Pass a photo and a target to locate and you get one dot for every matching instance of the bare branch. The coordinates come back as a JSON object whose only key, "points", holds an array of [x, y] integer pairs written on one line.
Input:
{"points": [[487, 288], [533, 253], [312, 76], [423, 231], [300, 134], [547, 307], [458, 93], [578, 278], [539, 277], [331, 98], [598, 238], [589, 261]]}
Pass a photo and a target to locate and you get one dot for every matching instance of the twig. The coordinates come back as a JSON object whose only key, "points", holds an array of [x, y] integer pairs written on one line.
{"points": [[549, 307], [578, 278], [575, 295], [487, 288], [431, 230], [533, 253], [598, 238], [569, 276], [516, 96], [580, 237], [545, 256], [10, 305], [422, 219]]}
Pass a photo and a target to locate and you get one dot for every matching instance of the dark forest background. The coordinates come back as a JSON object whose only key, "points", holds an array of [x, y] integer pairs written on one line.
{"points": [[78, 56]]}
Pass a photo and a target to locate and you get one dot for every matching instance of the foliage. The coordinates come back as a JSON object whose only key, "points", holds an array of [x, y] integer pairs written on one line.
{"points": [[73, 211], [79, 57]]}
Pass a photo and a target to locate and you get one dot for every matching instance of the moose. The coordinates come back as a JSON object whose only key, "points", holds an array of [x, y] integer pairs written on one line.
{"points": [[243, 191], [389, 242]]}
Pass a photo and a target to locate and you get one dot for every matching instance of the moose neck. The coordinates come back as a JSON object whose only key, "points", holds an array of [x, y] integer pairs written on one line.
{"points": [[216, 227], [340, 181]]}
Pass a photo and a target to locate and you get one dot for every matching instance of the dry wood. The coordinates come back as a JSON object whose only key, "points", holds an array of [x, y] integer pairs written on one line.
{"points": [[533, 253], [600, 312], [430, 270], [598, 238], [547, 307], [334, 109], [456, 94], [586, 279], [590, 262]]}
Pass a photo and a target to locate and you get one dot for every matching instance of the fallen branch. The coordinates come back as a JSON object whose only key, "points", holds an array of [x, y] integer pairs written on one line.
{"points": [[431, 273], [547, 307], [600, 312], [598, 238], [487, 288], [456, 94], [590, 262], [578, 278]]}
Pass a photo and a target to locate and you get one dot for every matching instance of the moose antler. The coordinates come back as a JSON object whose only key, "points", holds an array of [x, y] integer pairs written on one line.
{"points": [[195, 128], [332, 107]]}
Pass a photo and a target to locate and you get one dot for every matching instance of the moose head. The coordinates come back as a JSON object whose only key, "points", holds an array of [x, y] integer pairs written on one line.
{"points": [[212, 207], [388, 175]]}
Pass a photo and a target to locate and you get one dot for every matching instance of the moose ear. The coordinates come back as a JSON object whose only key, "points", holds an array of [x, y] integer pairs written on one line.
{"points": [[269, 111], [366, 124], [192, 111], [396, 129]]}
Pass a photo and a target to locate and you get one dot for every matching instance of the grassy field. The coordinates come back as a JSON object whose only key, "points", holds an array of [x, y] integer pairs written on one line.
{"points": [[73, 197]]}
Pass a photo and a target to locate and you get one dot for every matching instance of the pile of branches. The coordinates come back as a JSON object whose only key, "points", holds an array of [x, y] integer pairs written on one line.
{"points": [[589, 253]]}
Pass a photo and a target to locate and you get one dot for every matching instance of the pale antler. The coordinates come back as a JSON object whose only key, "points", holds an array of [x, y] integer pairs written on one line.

^^^^^^^^^^^^^^^^

• **Exercise instructions**
Take the lines above and retype all of them exactly.

• **Reply**
Pass a photo and a target to locate and you get one dot for every matching instance of the bare branch. The coordinates come back as a JSON object whose only key, "points", holds an array of [x, y] integer pairs written on one line.
Input:
{"points": [[487, 288], [533, 253], [312, 76], [423, 231], [300, 134], [547, 307], [458, 93], [578, 278], [539, 277], [331, 98], [598, 238], [589, 261]]}
Pass a photo and a target to locate and you get one dot for every matching instance of the twig. The coordinates come back as a JSON object whose only key, "points", holds an array of [x, y] integer pairs written on one line.
{"points": [[549, 307], [578, 278], [575, 295], [487, 288], [431, 230], [533, 253], [598, 238], [569, 276], [516, 96], [580, 237], [545, 256], [10, 305], [422, 219]]}
Pass a photo and a target to locate and you get one dot for every matching instance of the dark forest background. The coordinates come back as a JSON object whose only key, "points", holds an array of [x, y] integer pairs written on one line.
{"points": [[78, 56]]}
Pass a photo and a target to locate and you get one dot for every matching instance of the foliage. The coordinates come back as a JSON object whose only key, "points", holds an array of [x, y] integer pairs written on one line.
{"points": [[73, 211], [79, 57]]}
Pass a photo and a target to locate and you get one dot for every matching instance of the moose. The coordinates come back as a JSON object whose only key, "points", holds an array of [x, y] integer pairs written on one line.
{"points": [[243, 191], [389, 242]]}
Pass a photo and a target to locate and you get one dot for every matching instance of the moose neck. The coordinates come back as a JSON object whose only key, "points", holds an array of [x, y] integer pairs written on one line.
{"points": [[216, 227], [340, 181]]}
Pass a photo and a target to locate and you get one dot for every matching instance of the dry wood. The coordinates come back as a JSON object whose only key, "points", holds an array of [x, y] integer pairs written on one line.
{"points": [[533, 253], [600, 312], [430, 270], [598, 238], [547, 307], [334, 109], [456, 94], [586, 279], [590, 262]]}
Pass a photo and a target to locate and you get one dot for every matching instance of the fallen branch. The coordinates come back as a JSON object whose only key, "points", holds an array of [x, y] integer pairs written on one line.
{"points": [[431, 273], [547, 307], [600, 312], [598, 238], [487, 288], [456, 94], [590, 262], [578, 278]]}
Pass a photo and a target to locate and you get one dot for every matching instance of the moose antler. The coordinates come back as a JSON object whose only key, "points", holds an array of [x, y] integer pairs written on one line.
{"points": [[195, 128], [332, 107]]}
Pass a photo and a target to locate and you get one dot for every matching instance of the moose head. The coordinates come back as a JSON object whose only key, "points", holds an array of [x, y] integer pairs written on one line.
{"points": [[212, 207], [388, 175]]}
Pass a photo and a target to locate and you get one dot for every matching instance of the moose ear. The coordinates come back as a JSON object whose only key, "points", holds an array of [x, y] integer pairs written on one line.
{"points": [[269, 111], [366, 124], [192, 111], [396, 129]]}
Pass a photo and a target to locate and you get one dot for every matching instance of the grassy field. The coordinates come back as a JSON object whose only key, "points", holds an array of [x, y] integer pairs written on one line.
{"points": [[73, 197]]}
Pass a photo and a target to locate and you get one dot for every matching instance of the pile of branches. The coordinates come back as a JSON object whose only key, "points", holds an array of [x, y] integer pairs written on one line.
{"points": [[589, 253]]}
Pass a photo and a target to locate and you get one dot for every matching instance of the pale antler. The coordinates come back as a JSON object whose only key, "points", holds an array of [x, y] integer pairs written on one line.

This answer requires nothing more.